This morning we enjoyed a lovely sleep in and some baby goat watching from the warmth of the cottage. The miniature horses were also chilling out the front of the cottage so I made sure they got some love!
It was a bit of a gray and drizzly morning so while we waited for the rain to clear up we headed to Duckett Mill Winery and cheese factory. We had a delicious tasting board with wine/cheese pairings as well as one of their famous toasties for an early lunch.
After lunch we headed to the Denmark Animal Farm to pat and feed some very cute baby animals. It was very muddy (yay rain) but still pretty cool to get to interact with all the animals.
After the animal farm we took advantage of a slight break in the weather and explored Elephant Rocks and Green Pool beaches. There is some amazing rock formations down this end of WA.
We then headed back towards Denmark with a stop at Bartholomew’s Meadery (yummm honey and mead) and some beer paddles at Boston Brewing. Phew! Now back to our farm cottage for some relaxation, treats and goat pats. Home tomorrow
Today we checked out of our accomodation in Albany to head to a farm stay in Elleker (halfway between Albany and Denmark). On the way we stopped at the Whaling Station for a walk around and history tour. Definitely worth a visit! We arrived right on 9am when they opened which was a good call as by the time we left at 11am the car park was completely full.
After the whaling station we drove out to the Treetop Walk in Denmark. It’s about an hour drive from Albany but it was absolutely amazing! When it’s busy there are some wait times but the 600m long walk up 40m through the tress was accessible, easy and really pretty. I don’t like heights but felt okay the whole time as it feels secure and has a good height on the enclosed railings. We also walked through the ancient tree walk which had some red eucalypts that were over 600 years old.
From here, we drove to our farm stay and checked in. It is a gorgeous little cottage on a working farm with a bath overlooking the paddocks. They also have baby goats!!! Dinner was homemade scones and a cheese platter from the farm owner as well as some bubbly.
Today we started off with the free breakfast at our bnb – the name of this accomodation is Beach House by the Bayside. The brekkie was delicious! They even made me a small one as I wasn’t too hungry. We then set off to play tourist for the day – and take lots of photos.
We started at the mounted memorial at the top of Mt Clarence.
From there, we drove back down to the National Anzac Centre. We visited the newer part (which is paid entry) and also did the free one hour tour up the hill to the gunner mounts.
The views were spectacular there and it was such a lovely morning (glorious sunshine) you could see way out into the bay. After our visit here, we drove about 15 mins out of Albany centre to Monty’s Leap Winery. We did a wine tasting and enjoyed their vineyard platter for lunch. They are quite an expensive option for a meal but the food was really good – they were also totally booked out even for a Friday lunch so worth planning ahead. We also bought some wine mmmm wine.
After lunch we visited a bunch of the natural tourist sites including the gap, the natural bridge, misery beach and the blowholes. The blowholes weren’t blowing sadly so we will have to come back again to that one on another visit.

■ **Exercise requirements**
1. Please rewrite the travel journal from "It was a bit" to "this end of WA.", changing "muddy" to "slippery".
2. Name every winery, meadery and brewery that the travel journal mentions.
The records have no connection to the travel journal.

(Box-labeled dataset excerpts)

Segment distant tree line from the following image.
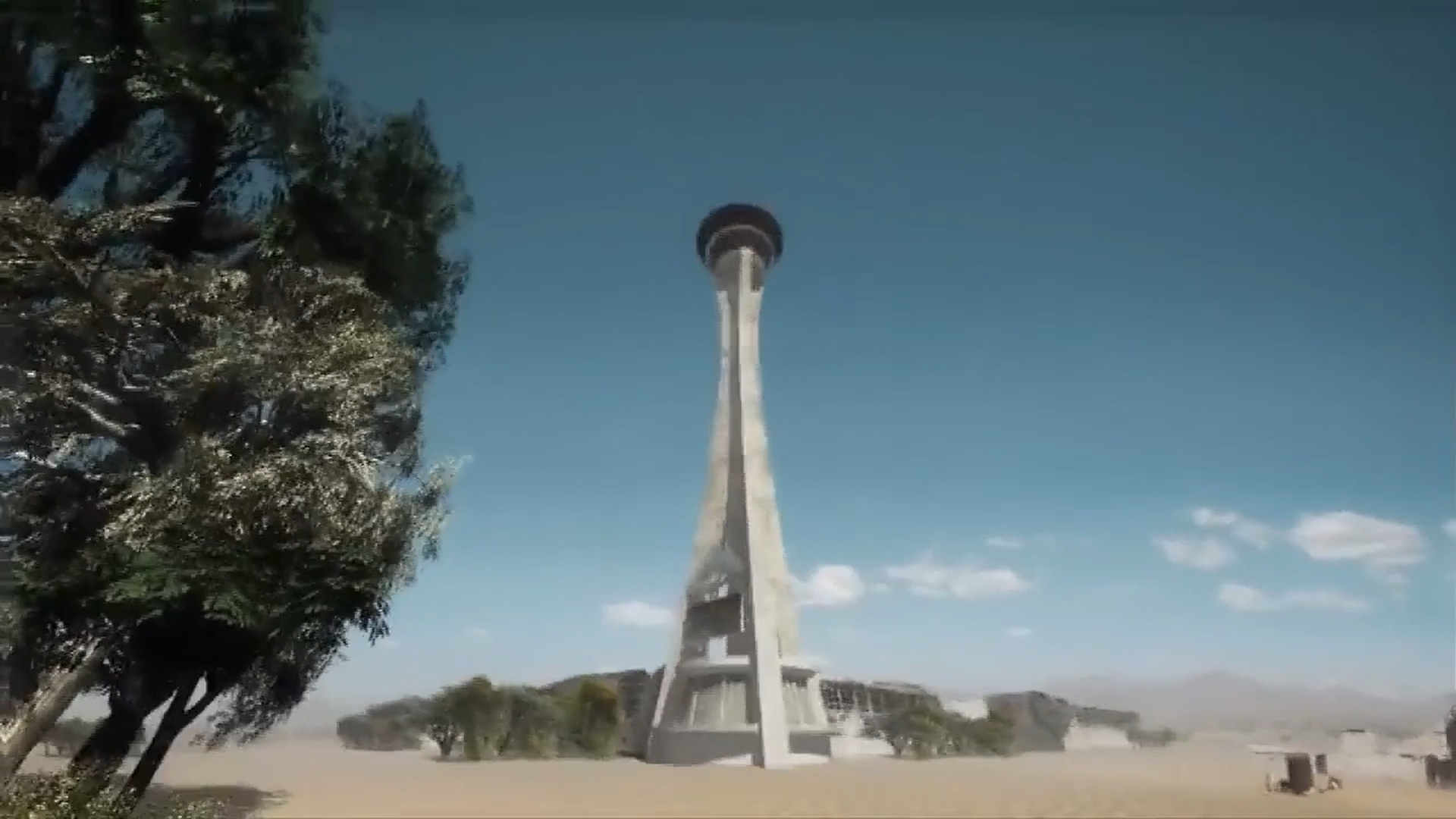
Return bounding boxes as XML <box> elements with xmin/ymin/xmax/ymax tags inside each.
<box><xmin>337</xmin><ymin>676</ymin><xmax>626</xmax><ymax>761</ymax></box>
<box><xmin>864</xmin><ymin>698</ymin><xmax>1016</xmax><ymax>759</ymax></box>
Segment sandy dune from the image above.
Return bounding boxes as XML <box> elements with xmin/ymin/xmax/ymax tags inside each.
<box><xmin>65</xmin><ymin>740</ymin><xmax>1456</xmax><ymax>817</ymax></box>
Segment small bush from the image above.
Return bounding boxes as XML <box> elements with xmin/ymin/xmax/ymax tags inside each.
<box><xmin>0</xmin><ymin>775</ymin><xmax>224</xmax><ymax>819</ymax></box>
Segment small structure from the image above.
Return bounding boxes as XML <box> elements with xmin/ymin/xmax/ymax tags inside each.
<box><xmin>1339</xmin><ymin>729</ymin><xmax>1380</xmax><ymax>756</ymax></box>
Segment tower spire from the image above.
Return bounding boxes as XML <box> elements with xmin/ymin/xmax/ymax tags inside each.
<box><xmin>642</xmin><ymin>204</ymin><xmax>830</xmax><ymax>768</ymax></box>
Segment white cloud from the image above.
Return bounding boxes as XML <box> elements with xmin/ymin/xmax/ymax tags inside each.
<box><xmin>792</xmin><ymin>566</ymin><xmax>864</xmax><ymax>606</ymax></box>
<box><xmin>1191</xmin><ymin>507</ymin><xmax>1279</xmax><ymax>549</ymax></box>
<box><xmin>1219</xmin><ymin>583</ymin><xmax>1370</xmax><ymax>613</ymax></box>
<box><xmin>885</xmin><ymin>555</ymin><xmax>1031</xmax><ymax>601</ymax></box>
<box><xmin>601</xmin><ymin>601</ymin><xmax>673</xmax><ymax>628</ymax></box>
<box><xmin>1288</xmin><ymin>512</ymin><xmax>1426</xmax><ymax>583</ymax></box>
<box><xmin>1153</xmin><ymin>538</ymin><xmax>1233</xmax><ymax>571</ymax></box>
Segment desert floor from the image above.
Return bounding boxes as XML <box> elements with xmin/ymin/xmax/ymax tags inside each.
<box><xmin>34</xmin><ymin>740</ymin><xmax>1456</xmax><ymax>819</ymax></box>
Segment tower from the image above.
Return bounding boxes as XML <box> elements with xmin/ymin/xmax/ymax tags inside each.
<box><xmin>639</xmin><ymin>204</ymin><xmax>830</xmax><ymax>768</ymax></box>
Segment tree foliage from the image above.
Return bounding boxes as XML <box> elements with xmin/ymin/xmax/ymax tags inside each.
<box><xmin>337</xmin><ymin>676</ymin><xmax>623</xmax><ymax>761</ymax></box>
<box><xmin>0</xmin><ymin>0</ymin><xmax>469</xmax><ymax>792</ymax></box>
<box><xmin>874</xmin><ymin>699</ymin><xmax>1016</xmax><ymax>759</ymax></box>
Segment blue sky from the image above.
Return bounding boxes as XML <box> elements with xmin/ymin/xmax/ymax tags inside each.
<box><xmin>307</xmin><ymin>0</ymin><xmax>1456</xmax><ymax>701</ymax></box>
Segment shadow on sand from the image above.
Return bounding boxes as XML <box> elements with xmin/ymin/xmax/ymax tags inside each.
<box><xmin>134</xmin><ymin>783</ymin><xmax>288</xmax><ymax>819</ymax></box>
<box><xmin>10</xmin><ymin>773</ymin><xmax>290</xmax><ymax>819</ymax></box>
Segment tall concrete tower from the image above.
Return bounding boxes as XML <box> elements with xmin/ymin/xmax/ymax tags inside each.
<box><xmin>639</xmin><ymin>204</ymin><xmax>830</xmax><ymax>768</ymax></box>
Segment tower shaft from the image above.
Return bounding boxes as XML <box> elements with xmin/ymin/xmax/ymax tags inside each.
<box><xmin>645</xmin><ymin>230</ymin><xmax>828</xmax><ymax>768</ymax></box>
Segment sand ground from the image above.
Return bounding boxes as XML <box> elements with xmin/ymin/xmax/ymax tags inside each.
<box><xmin>42</xmin><ymin>740</ymin><xmax>1456</xmax><ymax>819</ymax></box>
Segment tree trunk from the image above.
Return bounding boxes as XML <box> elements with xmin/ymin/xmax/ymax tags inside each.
<box><xmin>0</xmin><ymin>644</ymin><xmax>106</xmax><ymax>784</ymax></box>
<box><xmin>121</xmin><ymin>675</ymin><xmax>221</xmax><ymax>805</ymax></box>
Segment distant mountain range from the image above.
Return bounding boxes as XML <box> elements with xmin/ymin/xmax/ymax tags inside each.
<box><xmin>1046</xmin><ymin>673</ymin><xmax>1456</xmax><ymax>737</ymax></box>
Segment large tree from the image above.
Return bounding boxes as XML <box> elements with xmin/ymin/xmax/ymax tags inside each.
<box><xmin>0</xmin><ymin>0</ymin><xmax>469</xmax><ymax>792</ymax></box>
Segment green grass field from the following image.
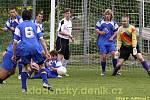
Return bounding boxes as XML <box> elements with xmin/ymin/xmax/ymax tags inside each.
<box><xmin>0</xmin><ymin>67</ymin><xmax>150</xmax><ymax>100</ymax></box>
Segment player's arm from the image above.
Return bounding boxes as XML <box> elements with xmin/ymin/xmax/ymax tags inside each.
<box><xmin>116</xmin><ymin>27</ymin><xmax>122</xmax><ymax>50</ymax></box>
<box><xmin>37</xmin><ymin>26</ymin><xmax>50</xmax><ymax>59</ymax></box>
<box><xmin>39</xmin><ymin>37</ymin><xmax>49</xmax><ymax>56</ymax></box>
<box><xmin>12</xmin><ymin>28</ymin><xmax>20</xmax><ymax>61</ymax></box>
<box><xmin>109</xmin><ymin>22</ymin><xmax>118</xmax><ymax>41</ymax></box>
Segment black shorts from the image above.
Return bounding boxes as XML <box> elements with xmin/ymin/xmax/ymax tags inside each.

■ **Answers to the exercises**
1.
It was a bit of a gray and drizzly morning so while we waited for the rain to clear up we headed to Duckett Mill Winery and cheese factory. We had a delicious tasting board with wine/cheese pairings as well as one of their famous toasties for an early lunch.
After lunch we headed to the Denmark Animal Farm to pat and feed some very cute baby animals. It was very slippery (yay rain) but still pretty cool to get to interact with all the animals.
After the animal farm we took advantage of a slight break in the weather and explored Elephant Rocks and Green Pool beaches. There is some amazing rock formations down this end of WA.

2. Duckett Mill Winery, Bartholomew's Meadery, Boston Brewing, Monty's Leap Winery